For each line of the data that includes the word "strap", copy the line.

[DATA IN THIS EXERCISE — start]

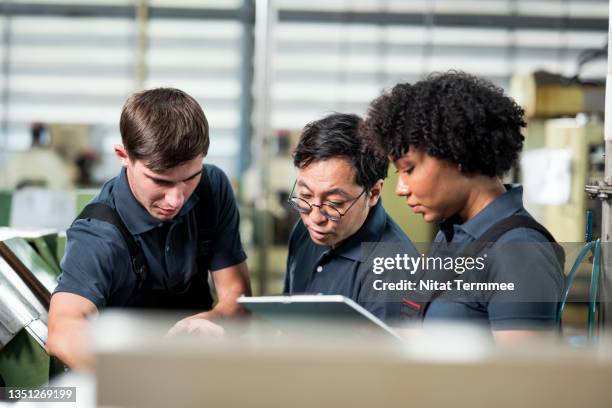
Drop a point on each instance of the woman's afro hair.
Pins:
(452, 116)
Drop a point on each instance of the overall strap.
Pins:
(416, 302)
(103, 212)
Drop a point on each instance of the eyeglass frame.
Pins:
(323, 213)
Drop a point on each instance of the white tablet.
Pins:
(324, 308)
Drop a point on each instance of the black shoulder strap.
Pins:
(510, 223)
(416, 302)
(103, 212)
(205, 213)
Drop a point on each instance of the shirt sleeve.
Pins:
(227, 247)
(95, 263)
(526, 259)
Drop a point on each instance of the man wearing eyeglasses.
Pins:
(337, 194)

[DATA IN THIS EXERCISE — finish]

YOUR RESPONSE:
Drop a point on each instance of the overall strap.
Drop a point on each instance of the black shoulder strap.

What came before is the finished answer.